--- START ---
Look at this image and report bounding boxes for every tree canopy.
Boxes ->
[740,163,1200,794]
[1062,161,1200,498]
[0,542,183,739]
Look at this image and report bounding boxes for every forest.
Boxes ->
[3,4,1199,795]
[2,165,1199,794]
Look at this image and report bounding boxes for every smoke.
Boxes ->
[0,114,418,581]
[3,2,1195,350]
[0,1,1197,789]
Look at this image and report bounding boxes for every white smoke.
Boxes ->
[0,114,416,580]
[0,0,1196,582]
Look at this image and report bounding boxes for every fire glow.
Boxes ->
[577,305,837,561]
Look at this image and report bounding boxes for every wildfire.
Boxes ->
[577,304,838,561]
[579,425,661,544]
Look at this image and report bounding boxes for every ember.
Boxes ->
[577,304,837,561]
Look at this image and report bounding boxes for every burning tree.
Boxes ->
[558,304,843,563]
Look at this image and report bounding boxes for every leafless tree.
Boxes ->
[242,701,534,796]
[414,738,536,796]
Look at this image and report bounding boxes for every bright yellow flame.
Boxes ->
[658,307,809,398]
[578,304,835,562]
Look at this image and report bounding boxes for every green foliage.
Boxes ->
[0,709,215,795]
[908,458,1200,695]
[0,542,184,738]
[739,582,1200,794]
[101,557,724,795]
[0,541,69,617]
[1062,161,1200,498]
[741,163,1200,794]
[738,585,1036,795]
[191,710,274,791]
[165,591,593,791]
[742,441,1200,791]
--- END ---
--- START ---
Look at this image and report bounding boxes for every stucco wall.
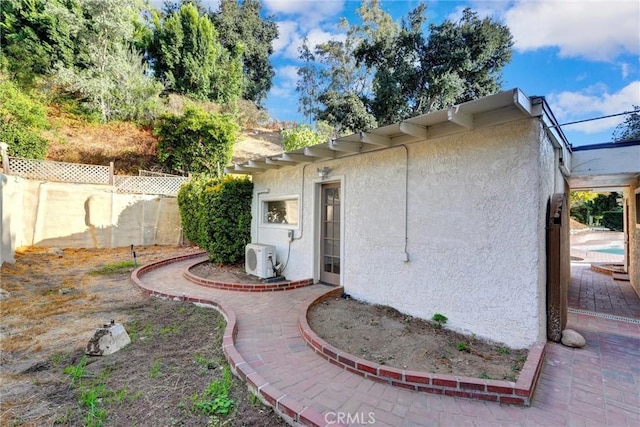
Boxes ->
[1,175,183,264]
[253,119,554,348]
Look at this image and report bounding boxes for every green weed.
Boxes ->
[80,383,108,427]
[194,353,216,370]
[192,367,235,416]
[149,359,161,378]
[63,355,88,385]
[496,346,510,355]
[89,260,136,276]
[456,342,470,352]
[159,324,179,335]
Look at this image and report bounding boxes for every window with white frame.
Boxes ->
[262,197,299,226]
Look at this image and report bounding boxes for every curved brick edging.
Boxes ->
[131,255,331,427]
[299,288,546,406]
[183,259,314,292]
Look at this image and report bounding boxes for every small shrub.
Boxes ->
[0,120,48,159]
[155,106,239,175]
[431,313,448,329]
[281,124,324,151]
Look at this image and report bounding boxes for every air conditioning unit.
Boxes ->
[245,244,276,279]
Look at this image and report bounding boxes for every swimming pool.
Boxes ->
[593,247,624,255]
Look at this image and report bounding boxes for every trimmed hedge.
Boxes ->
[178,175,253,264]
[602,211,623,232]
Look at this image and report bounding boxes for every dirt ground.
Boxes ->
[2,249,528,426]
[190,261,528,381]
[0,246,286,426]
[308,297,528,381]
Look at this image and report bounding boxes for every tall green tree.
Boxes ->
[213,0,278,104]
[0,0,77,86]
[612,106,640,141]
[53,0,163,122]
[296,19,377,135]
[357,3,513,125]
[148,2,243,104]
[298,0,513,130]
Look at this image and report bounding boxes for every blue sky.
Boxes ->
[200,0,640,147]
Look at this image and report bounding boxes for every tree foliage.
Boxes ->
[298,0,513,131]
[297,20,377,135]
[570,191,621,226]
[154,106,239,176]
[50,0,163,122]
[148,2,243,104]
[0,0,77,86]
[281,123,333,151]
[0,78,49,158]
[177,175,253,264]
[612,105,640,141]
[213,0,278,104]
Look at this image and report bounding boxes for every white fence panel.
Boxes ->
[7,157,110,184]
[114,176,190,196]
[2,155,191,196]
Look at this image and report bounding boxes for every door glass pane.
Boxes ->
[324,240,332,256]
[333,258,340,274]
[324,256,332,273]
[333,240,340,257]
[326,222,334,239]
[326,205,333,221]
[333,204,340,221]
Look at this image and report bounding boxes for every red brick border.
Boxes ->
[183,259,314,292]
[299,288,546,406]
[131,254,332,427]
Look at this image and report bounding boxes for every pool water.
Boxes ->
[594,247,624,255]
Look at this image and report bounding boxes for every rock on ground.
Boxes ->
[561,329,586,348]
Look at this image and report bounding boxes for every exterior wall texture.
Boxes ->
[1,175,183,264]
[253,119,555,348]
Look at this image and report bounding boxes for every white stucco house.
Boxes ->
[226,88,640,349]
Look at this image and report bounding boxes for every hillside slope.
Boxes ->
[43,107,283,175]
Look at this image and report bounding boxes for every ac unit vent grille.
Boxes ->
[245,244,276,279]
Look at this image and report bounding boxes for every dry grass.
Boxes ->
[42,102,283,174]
--- END ---
- WORK TASK
What is needed is every line from the data above that includes the string "brick", copied out.

- THE COMPLETED TASK
Look at this image and report bounding boxes for every curved brick edging.
Look at this image and report bounding boxes for every red brick border.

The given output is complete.